• WORK ORDER: For this item, repeat the material exactly while omitting its pictures.
(EXERCISE MATERIAL Opens)
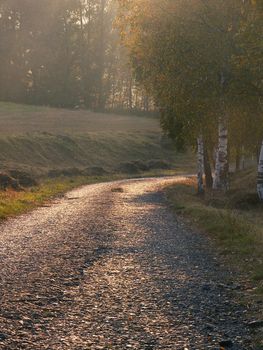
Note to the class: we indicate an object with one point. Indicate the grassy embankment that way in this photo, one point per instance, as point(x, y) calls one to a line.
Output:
point(234, 221)
point(42, 140)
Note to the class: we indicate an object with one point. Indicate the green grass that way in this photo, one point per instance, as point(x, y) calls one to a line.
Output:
point(238, 232)
point(38, 139)
point(18, 119)
point(13, 203)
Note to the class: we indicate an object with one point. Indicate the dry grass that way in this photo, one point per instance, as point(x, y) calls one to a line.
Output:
point(237, 229)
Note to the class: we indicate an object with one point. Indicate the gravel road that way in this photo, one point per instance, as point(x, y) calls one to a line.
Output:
point(109, 266)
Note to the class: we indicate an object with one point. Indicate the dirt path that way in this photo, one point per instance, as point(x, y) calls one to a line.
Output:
point(110, 267)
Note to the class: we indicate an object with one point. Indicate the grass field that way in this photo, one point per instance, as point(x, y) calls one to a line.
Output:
point(235, 221)
point(39, 139)
point(20, 119)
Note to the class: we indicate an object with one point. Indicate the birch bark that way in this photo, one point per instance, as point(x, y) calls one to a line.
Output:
point(200, 165)
point(221, 166)
point(260, 175)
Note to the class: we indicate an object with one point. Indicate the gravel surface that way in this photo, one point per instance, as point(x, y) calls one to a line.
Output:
point(109, 266)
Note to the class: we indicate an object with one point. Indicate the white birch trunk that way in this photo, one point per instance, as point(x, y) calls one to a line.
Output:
point(260, 174)
point(200, 165)
point(221, 166)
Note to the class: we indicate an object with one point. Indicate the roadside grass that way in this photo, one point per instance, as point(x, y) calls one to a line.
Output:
point(13, 203)
point(233, 222)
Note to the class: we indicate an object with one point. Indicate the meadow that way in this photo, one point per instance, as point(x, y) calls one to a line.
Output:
point(41, 139)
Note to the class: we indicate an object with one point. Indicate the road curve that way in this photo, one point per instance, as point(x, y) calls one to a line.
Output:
point(109, 266)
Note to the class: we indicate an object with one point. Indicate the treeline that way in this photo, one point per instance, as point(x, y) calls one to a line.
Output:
point(65, 53)
point(202, 61)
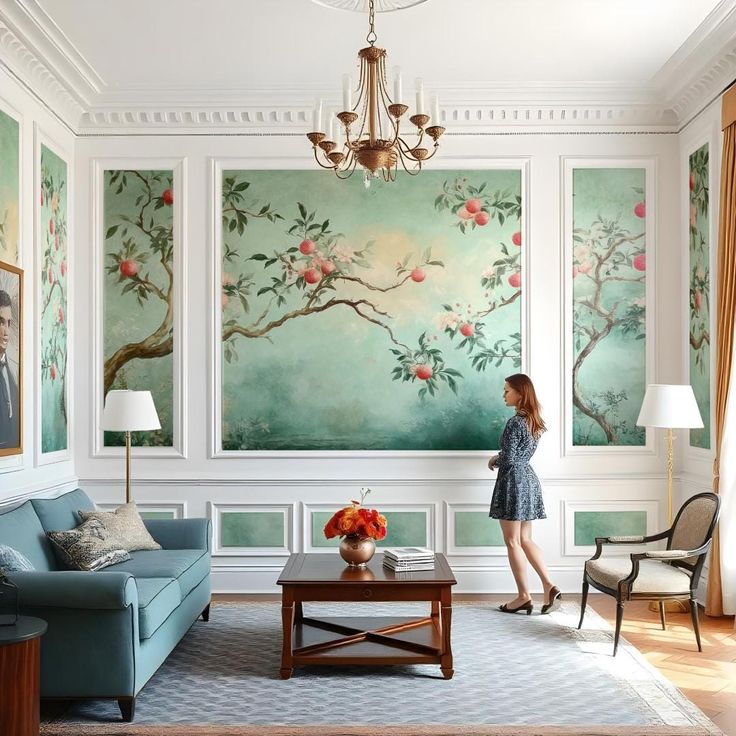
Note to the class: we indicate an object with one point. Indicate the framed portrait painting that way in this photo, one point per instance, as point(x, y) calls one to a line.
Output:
point(11, 374)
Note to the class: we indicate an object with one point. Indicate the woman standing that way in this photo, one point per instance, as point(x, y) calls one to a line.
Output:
point(517, 495)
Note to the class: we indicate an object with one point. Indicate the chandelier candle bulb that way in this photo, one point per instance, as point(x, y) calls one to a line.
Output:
point(420, 96)
point(317, 117)
point(347, 92)
point(397, 86)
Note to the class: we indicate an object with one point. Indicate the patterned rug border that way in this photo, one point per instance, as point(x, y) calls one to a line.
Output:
point(668, 694)
point(122, 729)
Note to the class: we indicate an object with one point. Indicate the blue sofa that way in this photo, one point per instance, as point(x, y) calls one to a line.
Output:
point(108, 631)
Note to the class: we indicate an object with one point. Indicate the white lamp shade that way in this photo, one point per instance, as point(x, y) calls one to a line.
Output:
point(129, 411)
point(670, 406)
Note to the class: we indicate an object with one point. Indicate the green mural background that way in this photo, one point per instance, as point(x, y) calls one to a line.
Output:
point(53, 221)
point(138, 294)
point(9, 187)
point(609, 312)
point(699, 337)
point(361, 319)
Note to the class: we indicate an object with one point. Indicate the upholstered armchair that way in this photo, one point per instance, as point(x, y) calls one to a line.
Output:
point(657, 575)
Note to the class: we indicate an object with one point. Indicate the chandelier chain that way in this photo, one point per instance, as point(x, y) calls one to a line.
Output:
point(371, 37)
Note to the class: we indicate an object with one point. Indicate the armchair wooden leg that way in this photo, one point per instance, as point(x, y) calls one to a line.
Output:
point(127, 709)
point(696, 623)
point(584, 602)
point(619, 619)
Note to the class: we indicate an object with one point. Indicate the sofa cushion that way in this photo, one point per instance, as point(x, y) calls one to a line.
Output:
point(21, 530)
point(188, 566)
point(157, 599)
point(60, 514)
point(13, 561)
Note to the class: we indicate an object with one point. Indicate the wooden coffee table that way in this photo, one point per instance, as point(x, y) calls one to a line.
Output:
point(364, 640)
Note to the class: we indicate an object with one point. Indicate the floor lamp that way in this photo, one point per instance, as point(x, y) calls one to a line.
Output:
point(668, 406)
point(129, 411)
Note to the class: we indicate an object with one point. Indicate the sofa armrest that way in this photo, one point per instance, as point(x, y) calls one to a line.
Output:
point(76, 589)
point(180, 533)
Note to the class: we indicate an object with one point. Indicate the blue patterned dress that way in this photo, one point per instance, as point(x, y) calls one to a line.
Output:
point(517, 495)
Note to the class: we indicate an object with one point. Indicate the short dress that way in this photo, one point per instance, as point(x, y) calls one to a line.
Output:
point(517, 495)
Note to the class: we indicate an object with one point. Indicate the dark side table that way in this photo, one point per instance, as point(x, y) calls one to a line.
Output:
point(20, 687)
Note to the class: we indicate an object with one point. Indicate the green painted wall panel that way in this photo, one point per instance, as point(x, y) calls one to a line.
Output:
point(252, 529)
point(405, 529)
point(592, 524)
point(476, 529)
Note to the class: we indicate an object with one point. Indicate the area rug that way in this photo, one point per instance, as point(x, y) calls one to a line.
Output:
point(514, 676)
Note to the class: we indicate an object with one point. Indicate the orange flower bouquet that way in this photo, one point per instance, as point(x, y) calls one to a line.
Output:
point(358, 527)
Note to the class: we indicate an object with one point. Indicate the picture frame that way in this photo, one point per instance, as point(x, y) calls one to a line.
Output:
point(11, 356)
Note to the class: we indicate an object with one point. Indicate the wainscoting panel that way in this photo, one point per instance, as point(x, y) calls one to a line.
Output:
point(252, 529)
point(584, 521)
point(470, 531)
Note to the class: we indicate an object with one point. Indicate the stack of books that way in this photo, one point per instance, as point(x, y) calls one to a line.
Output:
point(408, 559)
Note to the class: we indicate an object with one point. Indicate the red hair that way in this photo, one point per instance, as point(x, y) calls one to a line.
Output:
point(528, 406)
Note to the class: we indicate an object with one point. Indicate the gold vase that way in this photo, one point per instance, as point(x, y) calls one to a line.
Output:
point(357, 550)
(EXERCISE MATERIAL Closes)
• PROBLEM SOLUTION:
Note to the class: we indicate an object with one point. Indicate the grassy embankment that way in this photo, one point per instance, as point(x, y) calls one to a line.
Output:
point(234, 221)
point(42, 140)
Note to the class: we indicate an object with one point. Indicate the green grass that way in this photo, one point per instance, as point(x, y) calls one to a line.
Output:
point(238, 232)
point(38, 139)
point(18, 119)
point(13, 203)
Note to the class: we indicate an object with one point. Indicate the dry grass that way in this photo, one point per instance, as point(x, y) calls one to a line.
Output:
point(237, 229)
Note to the class: we indicate an object with one point. Indicate the gravel road that way in this photo, one point per instance, as point(x, y) calls one to a line.
Output:
point(109, 266)
Note to the class: we indicate an object with one point. Indicate the dirt path that way in this photo, one point per instance, as point(x, y) calls one to a line.
Output:
point(110, 267)
Note to the class: we indicate an object with one point. Indicate the grass field that way in this photo, one point per instance, as point(x, y) calls one to a line.
Output:
point(235, 221)
point(39, 139)
point(20, 119)
Note to the class: we indicate an object with one point. Indicate the birch bark that way in this photo, one point per instance, as point(x, y) calls one to a line.
Output:
point(200, 165)
point(221, 166)
point(260, 175)
Note to the class: we indicate an object with one point. Indicate the gravel surface that way in this photo, one point per instance, as point(x, y) calls one to a line.
Output:
point(109, 266)
Note to the class: we indicate an object with one point. Indicate the white birch trunk that way in this photo, one point per instance, as point(x, y) calls one to a line.
Output:
point(260, 174)
point(200, 165)
point(221, 166)
Note to the class: we indicate an object with one point. Indicate the roadside grass that way in this photo, one point per instance, as point(x, y) calls one to a line.
Output:
point(13, 203)
point(233, 222)
Note to the class: we indicate an object with one point. Indicate the meadow that way in this photo, one point per instance, as point(x, y) calls one to a line.
Output:
point(41, 139)
Note to the class: we indicate an object with one point. Indicate the road curve that way in this photo, one point per instance, as point(x, y) calls one to a line.
Output:
point(109, 266)
Note to the class: we indicate an object with one point. Indicate the treeline that way in this photo, one point per instance, as point(x, y) calls one to a line.
Output:
point(65, 53)
point(202, 61)
Note to the class: we indicate an object with one point. Indicate the framed portrait painting that way in this photo, one point per instance, as point(x, y) calls one to a line.
Output:
point(11, 374)
Note to the class: we indicate an object with one point. Indicate the woman standing that way in this photo, one point per instance, as point(x, y) calls one to a line.
Output:
point(517, 495)
Note to the class: we indicate an object with one point. Indicate the chandelier candle bulb that way in this photo, one point per instance, as point(x, y) calls one to a line.
Output:
point(420, 96)
point(317, 117)
point(347, 92)
point(397, 86)
Note to the class: we indicate an object with one point. Indicate the patterned rug border that way in this photo, one point per instance, as point(x, y) calls one to a line.
Output:
point(668, 694)
point(122, 729)
Note to the class: we indicate an object with one point. Indicate the blue sofa that way in this photo, one point per instance, as point(x, y) calls one to a line.
Output:
point(108, 631)
Note to the class: we indicate an object with one point. Indicate the white lamp shade that way in this photo, one point per instance, as point(x, y) calls one to a line.
Output:
point(129, 411)
point(670, 406)
Note to the class: we indicate an object with one point. Indicate the green mural background that way in this photo, one point per instance, as point(x, y) calls one to a line.
Output:
point(53, 221)
point(138, 294)
point(9, 187)
point(609, 312)
point(699, 337)
point(361, 319)
Note to the class: we indicate an object with one point. Indicate the upholstered armchair that way in this photo, one point per instance, as point(x, y) calls one to a line.
Output:
point(657, 575)
Note to the class: we indicate an object with one point. Indicate the chandelier chain that way in this photo, one point per instance, as point(x, y) calls one to a line.
Output:
point(371, 37)
Note to the class: we indicate an object with one point. Indicate the armchair wooden leg that way in this photo, one point per instance, as point(x, y) calls one to a line.
Output:
point(127, 709)
point(696, 623)
point(584, 602)
point(619, 619)
Note to the class: we indicate an object with one point. Indicate the sofa cushion that way in this photo, one point per instance, as point(x, y) calls one to a line.
Output:
point(21, 530)
point(188, 566)
point(157, 599)
point(60, 514)
point(13, 561)
Note to the class: we indicate an object with one point. Indicate the wooden coffee table that way in this photo, one point per instance, as point(x, y) calls one to a line.
Output:
point(364, 640)
Note to the class: we indicate an object with one point. Indicate the floor lamp that way in this photo, one point per instance, as point(x, y) calls one to a line.
Output:
point(668, 406)
point(129, 411)
Note to the class: we indicate an object with one point. Indicate the sofa armrest that way in this photo, one point per instance, as point(x, y) calls one to a line.
Output:
point(76, 589)
point(180, 533)
Note to the class: we indicate an object with one point. Indicate the blue patterned dress that way in this photo, one point per instance, as point(x, y) calls one to a line.
Output:
point(517, 495)
Note to the class: we indicate an object with one point. Indicate the short dress that way in this photo, one point per instance, as point(x, y) calls one to a line.
Output:
point(517, 495)
Note to the class: we indicate an object with one point. Indicate the dark side table that way in this photo, one point per instance, as point(x, y) calls one to a line.
Output:
point(20, 687)
Note to the class: we indicate an object with one point. Indicate the green painted wall panel that way in this photo, one point per instance, as point(x, y) calls one to a line.
Output:
point(252, 529)
point(405, 529)
point(592, 524)
point(476, 529)
Note to the class: we indicate an object with one point. Indicate the area rug that way in this photo, one point per instance, as point(x, y) calls one to a line.
Output:
point(514, 676)
Note to the class: we indicate an object with one point. Indicate the orange flower bouquet that way in this photo, one point per instance, as point(x, y) calls one to a line.
Output:
point(358, 527)
Note to the class: we indicate an object with one point. Indicate the picture frame that way in this photo, one point per instance, as point(x, y) calls one to a line.
Output:
point(11, 356)
Note to the class: we indicate an object with one point. Indicate the wainscoting panel that way in this photo, one point per instance, as point(x, y) calls one to a line.
Output:
point(252, 529)
point(584, 521)
point(470, 531)
Note to the class: we indicate an object with one point. Indicate the stack of books that way in this photo, one point per instance, as point(x, y) calls one to a line.
Output:
point(408, 559)
Note to the class: we indicate an object with one point. Indicate the red hair that way in this photo, one point per instance, as point(x, y) calls one to a line.
Output:
point(528, 406)
Note to the class: we indicate an object with one point. Indicate the gold vase that way in this photo, one point per instance, as point(x, y) calls one to a line.
Output:
point(357, 550)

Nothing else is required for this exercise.